#### Obiettivo:
Rispondi a queste domande sul testo dei monrealesi particolari.
(a) Con quale professore viene avviata la collaborazione annunciata all'inizio?
(b) In quale quartiere abitava la donna chiamata "A scimmia i lorito"?
(c) In che anno era nata Francesca Terrasi?

#### Estratto della fonte:
Monrealesi particolari: breve viaggio tra i concittadini del passato

fumetto di Aurelio Di Nicola

Profilo di alcune figure scomparse e gli appellativi con cui erano chiamate

MONREALE, 15 novembre – Iniziamo oggi un rapporto di collaborazione con il professore Aurelio Di Nicola che in questa circostanza ci propone il profilo di alcuni monrealesi un po’ "particolari", che oggi non ci sono più, ma che certamente, soprattutto i meno giovani, ricordano ancora.

A scimmia i lorito
Così era chiamata una donna dall'età imprecisata tra i quaranta e i cinquant'anni, bruttissima, fumava come una turca, sempre vestita di nero, i capelli tirati indietro, da occhiali scurissimi, indossati giorno e notte; vestita da esistenzialista e da esistenzialista si comportava.
Aveva una voce baritonale e greve per il fumo, frequentava studenti e giovani con aria da intellettuali; abitava nel quartiere del Carmine.
Molto nota, partecipava a tutti gli eventi cittadini, era l'antesignana dell'emancipazione femminile, del femminismo ante litteram, era "sparlata" ma mai denigrata; le altre donne ne prendevano le distanze senza però isolarla, l'ascoltavano, non dissentivano, ma i tempi non erano maturi per seguirla.
Resterà sempre una diversa e a me la "scimmia di lorito", come la chiamavano sottovoce tutti, mi intrigava alquanto, era curiosità non timore.

Ciccina a foddi
Era nata nel 1904, Francesca Terrasi detta Ciccina, da una famiglia benestante borghese e strana, stranezza che si accentuerà sino alla pazzia quando Ciccina rimasta sola, vecchia, usciva tutti i giorni per portare i biscotti di Monreale che lei superbamente preparava al forno per cuocerli e rivenderli.

#### Dati estratti:
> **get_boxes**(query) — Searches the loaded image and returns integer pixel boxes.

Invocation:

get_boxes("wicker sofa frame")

--

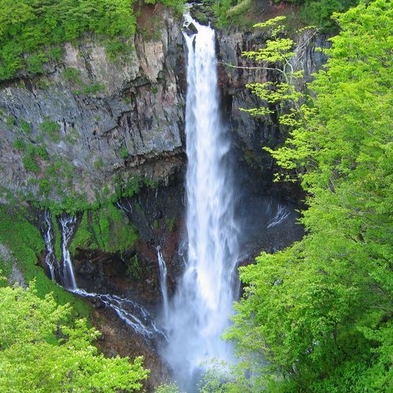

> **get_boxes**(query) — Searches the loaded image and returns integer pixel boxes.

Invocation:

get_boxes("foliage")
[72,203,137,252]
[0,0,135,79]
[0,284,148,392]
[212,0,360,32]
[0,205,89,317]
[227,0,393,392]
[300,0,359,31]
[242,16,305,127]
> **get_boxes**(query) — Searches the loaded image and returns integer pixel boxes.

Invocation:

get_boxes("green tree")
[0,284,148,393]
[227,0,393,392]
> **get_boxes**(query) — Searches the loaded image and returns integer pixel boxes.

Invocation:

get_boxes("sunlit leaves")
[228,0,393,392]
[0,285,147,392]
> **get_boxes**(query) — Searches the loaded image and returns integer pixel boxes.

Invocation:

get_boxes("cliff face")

#### Risposta completa:
(a) Con il professore Aurelio Di Nicola.
(b) Nel quartiere del Carmine.
(c) Nel 1904.